■ **WHAT IS NEEDED**
How many lines in the data below contain the word "white"? Reply with the number only.

(begin)

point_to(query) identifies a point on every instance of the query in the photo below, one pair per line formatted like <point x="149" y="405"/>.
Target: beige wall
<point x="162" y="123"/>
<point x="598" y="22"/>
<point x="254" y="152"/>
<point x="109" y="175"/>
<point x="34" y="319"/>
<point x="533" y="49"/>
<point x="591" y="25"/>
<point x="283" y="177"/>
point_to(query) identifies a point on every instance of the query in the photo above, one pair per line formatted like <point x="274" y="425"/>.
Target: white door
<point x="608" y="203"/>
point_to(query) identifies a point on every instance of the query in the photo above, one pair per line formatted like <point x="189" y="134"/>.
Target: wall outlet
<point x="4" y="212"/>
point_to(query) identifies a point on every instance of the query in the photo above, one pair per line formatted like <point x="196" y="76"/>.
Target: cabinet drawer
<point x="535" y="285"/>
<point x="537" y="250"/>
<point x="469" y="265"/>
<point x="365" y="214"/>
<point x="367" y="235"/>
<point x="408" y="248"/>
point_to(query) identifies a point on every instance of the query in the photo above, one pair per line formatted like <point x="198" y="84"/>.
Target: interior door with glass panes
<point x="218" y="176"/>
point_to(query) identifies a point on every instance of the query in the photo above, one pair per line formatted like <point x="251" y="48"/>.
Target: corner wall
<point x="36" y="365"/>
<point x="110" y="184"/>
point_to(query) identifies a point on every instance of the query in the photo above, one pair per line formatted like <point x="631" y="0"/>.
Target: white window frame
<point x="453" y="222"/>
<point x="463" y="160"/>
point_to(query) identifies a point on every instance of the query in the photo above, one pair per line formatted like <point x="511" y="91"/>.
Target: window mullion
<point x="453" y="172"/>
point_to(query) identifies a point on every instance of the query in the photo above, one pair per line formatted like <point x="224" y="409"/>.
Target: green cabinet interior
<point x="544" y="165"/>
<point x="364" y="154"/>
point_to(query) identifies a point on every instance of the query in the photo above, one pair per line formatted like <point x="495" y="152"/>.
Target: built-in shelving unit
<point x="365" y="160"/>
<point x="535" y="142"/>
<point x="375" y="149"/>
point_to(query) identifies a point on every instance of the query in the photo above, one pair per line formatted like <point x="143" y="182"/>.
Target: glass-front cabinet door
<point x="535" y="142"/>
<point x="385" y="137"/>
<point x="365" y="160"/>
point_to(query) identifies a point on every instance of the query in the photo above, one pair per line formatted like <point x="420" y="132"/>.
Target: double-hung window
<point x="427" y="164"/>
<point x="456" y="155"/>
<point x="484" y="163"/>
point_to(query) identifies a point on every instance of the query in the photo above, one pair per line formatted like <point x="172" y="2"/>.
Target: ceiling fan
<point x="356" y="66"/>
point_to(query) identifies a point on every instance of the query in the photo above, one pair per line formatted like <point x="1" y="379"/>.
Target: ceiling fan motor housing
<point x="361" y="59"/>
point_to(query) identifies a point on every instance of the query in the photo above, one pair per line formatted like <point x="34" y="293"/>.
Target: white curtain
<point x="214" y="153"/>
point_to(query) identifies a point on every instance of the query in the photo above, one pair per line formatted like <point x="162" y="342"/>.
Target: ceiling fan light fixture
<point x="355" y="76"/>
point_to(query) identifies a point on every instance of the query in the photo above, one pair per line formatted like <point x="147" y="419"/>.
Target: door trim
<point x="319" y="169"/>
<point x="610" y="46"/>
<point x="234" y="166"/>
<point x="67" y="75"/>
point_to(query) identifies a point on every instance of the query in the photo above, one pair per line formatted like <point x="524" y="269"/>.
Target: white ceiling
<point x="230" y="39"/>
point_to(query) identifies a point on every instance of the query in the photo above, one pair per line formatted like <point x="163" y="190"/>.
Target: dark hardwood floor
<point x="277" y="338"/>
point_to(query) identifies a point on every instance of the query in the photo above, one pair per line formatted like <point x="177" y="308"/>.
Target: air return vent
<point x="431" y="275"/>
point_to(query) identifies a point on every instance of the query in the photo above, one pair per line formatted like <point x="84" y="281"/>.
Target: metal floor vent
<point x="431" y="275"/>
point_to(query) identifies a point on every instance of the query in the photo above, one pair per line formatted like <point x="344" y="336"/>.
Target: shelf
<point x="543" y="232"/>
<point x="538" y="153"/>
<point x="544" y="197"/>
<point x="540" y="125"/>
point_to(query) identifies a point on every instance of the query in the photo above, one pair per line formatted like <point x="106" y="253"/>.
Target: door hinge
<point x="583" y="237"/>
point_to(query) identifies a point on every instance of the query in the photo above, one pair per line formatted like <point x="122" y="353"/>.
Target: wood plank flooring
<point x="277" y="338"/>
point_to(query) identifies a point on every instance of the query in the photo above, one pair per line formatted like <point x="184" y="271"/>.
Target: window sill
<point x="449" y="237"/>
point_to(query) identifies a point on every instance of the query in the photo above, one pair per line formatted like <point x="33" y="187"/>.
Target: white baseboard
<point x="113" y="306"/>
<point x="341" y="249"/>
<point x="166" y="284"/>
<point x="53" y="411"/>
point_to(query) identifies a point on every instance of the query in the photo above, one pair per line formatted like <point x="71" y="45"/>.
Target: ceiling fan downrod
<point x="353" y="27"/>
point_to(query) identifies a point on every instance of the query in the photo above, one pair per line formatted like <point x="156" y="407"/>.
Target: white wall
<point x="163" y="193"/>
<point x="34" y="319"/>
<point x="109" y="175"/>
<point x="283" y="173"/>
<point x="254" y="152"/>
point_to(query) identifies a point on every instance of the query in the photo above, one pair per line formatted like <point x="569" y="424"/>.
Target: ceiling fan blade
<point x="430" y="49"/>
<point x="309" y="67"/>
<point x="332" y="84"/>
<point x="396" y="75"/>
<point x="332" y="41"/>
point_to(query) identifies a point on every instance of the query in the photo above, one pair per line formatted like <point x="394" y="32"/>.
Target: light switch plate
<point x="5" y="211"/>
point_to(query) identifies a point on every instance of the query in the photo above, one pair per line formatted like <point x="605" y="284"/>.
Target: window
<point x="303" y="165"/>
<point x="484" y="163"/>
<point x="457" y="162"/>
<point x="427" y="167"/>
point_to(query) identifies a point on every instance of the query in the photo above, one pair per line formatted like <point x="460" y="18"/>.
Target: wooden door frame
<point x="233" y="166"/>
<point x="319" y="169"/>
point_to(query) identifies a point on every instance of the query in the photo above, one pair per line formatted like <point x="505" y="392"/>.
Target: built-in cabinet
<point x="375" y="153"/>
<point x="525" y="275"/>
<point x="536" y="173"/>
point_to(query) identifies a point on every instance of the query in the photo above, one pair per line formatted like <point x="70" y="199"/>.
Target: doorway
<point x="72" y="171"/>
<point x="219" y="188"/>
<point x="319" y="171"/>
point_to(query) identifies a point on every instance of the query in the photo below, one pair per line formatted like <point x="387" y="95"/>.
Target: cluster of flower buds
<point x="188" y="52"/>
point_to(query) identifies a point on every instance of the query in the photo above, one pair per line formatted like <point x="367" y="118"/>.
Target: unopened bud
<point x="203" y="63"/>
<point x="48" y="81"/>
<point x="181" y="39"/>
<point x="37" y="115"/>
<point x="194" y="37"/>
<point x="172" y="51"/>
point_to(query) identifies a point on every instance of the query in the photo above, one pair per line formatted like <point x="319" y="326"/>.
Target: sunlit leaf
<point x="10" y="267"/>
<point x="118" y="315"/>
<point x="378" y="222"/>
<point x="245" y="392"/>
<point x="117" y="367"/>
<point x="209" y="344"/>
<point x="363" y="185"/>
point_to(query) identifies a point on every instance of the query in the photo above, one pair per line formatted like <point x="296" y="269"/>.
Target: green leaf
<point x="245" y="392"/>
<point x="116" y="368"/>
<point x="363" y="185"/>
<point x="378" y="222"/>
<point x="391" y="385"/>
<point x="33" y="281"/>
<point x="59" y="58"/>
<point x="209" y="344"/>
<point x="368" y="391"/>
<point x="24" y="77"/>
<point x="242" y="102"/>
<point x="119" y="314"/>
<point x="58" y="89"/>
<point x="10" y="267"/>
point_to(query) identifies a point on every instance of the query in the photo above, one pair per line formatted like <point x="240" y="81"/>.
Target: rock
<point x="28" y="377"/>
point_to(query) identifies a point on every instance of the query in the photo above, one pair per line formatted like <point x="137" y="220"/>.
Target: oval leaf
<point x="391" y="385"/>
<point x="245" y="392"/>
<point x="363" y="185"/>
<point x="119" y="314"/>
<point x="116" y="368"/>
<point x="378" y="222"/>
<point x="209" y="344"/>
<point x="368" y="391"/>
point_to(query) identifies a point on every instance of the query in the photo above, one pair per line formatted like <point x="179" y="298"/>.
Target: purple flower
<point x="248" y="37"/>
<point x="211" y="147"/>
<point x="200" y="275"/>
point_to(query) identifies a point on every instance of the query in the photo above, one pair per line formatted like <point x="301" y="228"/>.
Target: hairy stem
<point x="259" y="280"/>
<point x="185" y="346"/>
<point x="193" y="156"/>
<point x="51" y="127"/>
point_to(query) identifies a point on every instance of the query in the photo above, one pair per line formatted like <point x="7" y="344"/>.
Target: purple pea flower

(end)

■ **RESPONSE**
6